## TEXT SHOWN

Hair replacement procedures have been around for a long time, but due to advances in hair restoration technology and procedures, there is a resurgent focus on hair restoration in the aesthetic space. As with any popular procedure, high focus equals high volume, which can equal high revenue for an aesthetic practice. The downside to such “hot” procedures is that, due to a lack of understanding and good old fashioned corner cutting, not all hair restoration procedures are created equal. In fact, in terms of safety and quality, hair restoration suffers from many of the same issues that face other common, popular medical cosmetic procedures.
So, if offering hair restoration in your aesthetic practice, here’s what you need to know about hair restoration laws:
Practice of Medicine. As is often the case in aesthetic procedures, people often overlook the fact that hair restoration procedures constitute the practice of medicine and should be performed or supervised by qualified physicians. There are two methods for harvesting the hair follicles that will be used to seed the balding areas: follicular unit transplantation (“FUT”) and follicular unit extraction (“FUE”). While this article will not deep-dive into the hair restoration process, it is important to understand that both FUT and FUE are invasive and seek to remedy a physical condition in the body. The former requires a strip of scalp skin to be excised via scalpel and the latter requires tiny holes to be made in the patient’s scalp with a blade or needle. As we so often reiterate, if a procedure penetrates, pierces, or affects below the epidermis, it is likely considered the practice medicine. This holds true for hair restoration, especially when considering the goal of the treatment is to remedy a physical condition that impacts many men and women.

## REQUIRED WORK
1 > Translate this sentence from the passage on hair restoration law into Spanish: "This holds true for hair restoration, especially when considering the goal of the treatment is to remedy a physical condition that impacts many men and women."
2 > Transcribe the stretch of the passage on hair restoration law from "Hair replacement procedures" through "medical cosmetic procedures.".
The rows that come after the passage on hair restoration law are separate material.

## SUPPLIED DATA
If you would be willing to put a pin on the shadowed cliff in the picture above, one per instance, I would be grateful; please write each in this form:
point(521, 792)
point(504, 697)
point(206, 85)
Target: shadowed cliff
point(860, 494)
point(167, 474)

## PROBLEM SOLUTIONS
1 > Esto se aplica a la restauración capilar, especialmente si se considera que el objetivo del tratamiento es remediar una afección física que afecta a muchos hombres y mujeres.

2 >
Hair replacement procedures have been around for a long time, but due to advances in hair restoration technology and procedures, there is a resurgent focus on hair restoration in the aesthetic space. As with any popular procedure, high focus equals high volume, which can equal high revenue for an aesthetic practice. The downside to such “hot” procedures is that, due to a lack of understanding and good old fashioned corner cutting, not all hair restoration procedures are created equal. In fact, in terms of safety and quality, hair restoration suffers from many of the same issues that face other common, popular medical cosmetic procedures.